● **Written problem 1**:
From the passage on DRY benchmarks below, list every action that the harness performed on the snippets.
● **Written problem 2**:
Display each line of the records below that contains the string "mirror", treating uppercase and lowercase as distinct.

● **Passage provided**:
## start

Benchmark::Forking FTW!

DRY benchmarks

I wrote a lot of benchmarks. After the first half dozen, I realized that I was copying and pasting the same files over and over. What a huge code smell! While there might be a module out there to implement modular benchmarks (let me know in comments), I opted for some quick and dirty code generation instead.

I grouped snippets of benchmarking code into subdirectories and wrote a harness that read the snippets, wrapped a shell of code around them, dumped them into files, ran them, and gathered the results.

Here is the code shell, which I kept in a HERE document. The words in all caps were replaced by substitution to customize each test. (DIY templating.)

## end

● **Record excerpts**:
## start

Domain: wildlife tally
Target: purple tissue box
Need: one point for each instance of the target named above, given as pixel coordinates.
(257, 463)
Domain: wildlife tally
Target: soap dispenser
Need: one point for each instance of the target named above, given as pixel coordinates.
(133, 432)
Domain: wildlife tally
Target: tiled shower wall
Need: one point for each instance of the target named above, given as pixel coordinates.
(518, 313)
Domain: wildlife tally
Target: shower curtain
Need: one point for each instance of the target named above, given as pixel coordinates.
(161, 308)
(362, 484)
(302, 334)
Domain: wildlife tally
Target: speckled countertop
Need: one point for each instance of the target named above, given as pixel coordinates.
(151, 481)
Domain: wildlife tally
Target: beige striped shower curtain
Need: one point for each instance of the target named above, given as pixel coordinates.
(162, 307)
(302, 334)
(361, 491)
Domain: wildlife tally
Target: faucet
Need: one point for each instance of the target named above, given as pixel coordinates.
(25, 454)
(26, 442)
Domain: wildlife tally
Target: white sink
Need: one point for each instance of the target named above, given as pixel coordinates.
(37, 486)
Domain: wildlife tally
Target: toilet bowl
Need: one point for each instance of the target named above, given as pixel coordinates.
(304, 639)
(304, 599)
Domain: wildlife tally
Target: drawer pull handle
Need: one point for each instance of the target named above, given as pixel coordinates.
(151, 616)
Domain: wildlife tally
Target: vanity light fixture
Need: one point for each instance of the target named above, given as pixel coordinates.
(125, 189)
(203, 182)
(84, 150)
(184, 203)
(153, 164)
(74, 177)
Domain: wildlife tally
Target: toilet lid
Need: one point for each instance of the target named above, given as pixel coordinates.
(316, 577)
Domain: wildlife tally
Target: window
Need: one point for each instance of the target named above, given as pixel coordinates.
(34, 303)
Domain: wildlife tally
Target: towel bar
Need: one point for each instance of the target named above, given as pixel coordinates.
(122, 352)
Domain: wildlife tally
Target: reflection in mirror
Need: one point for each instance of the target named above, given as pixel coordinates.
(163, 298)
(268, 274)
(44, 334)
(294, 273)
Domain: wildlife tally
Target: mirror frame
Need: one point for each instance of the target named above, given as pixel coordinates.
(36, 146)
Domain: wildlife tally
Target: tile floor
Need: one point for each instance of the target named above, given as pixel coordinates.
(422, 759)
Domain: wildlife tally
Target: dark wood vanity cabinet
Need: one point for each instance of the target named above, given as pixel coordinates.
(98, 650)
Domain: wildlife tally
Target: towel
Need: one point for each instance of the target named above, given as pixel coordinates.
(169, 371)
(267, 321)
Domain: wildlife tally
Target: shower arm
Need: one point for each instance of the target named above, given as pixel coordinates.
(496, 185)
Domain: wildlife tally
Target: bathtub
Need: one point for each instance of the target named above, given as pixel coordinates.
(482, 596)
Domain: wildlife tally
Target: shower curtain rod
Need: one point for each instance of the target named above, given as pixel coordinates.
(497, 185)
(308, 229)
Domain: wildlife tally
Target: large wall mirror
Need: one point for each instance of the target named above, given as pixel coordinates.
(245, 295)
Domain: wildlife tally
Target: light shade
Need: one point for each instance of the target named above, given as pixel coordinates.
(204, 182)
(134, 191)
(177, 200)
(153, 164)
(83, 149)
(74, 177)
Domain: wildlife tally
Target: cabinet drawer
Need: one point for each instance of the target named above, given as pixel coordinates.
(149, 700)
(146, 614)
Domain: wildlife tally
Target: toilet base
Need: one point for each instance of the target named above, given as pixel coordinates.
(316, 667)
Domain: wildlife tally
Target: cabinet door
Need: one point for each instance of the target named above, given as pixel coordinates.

## end

● **Output 1**:
- Read the snippets
- Wrapped a shell of code around them
- Dumped them into files
- Ran them
- Gathered the results

● **Output 2**:
Target: reflection in mirror
Target: mirror frame
Target: large wall mirror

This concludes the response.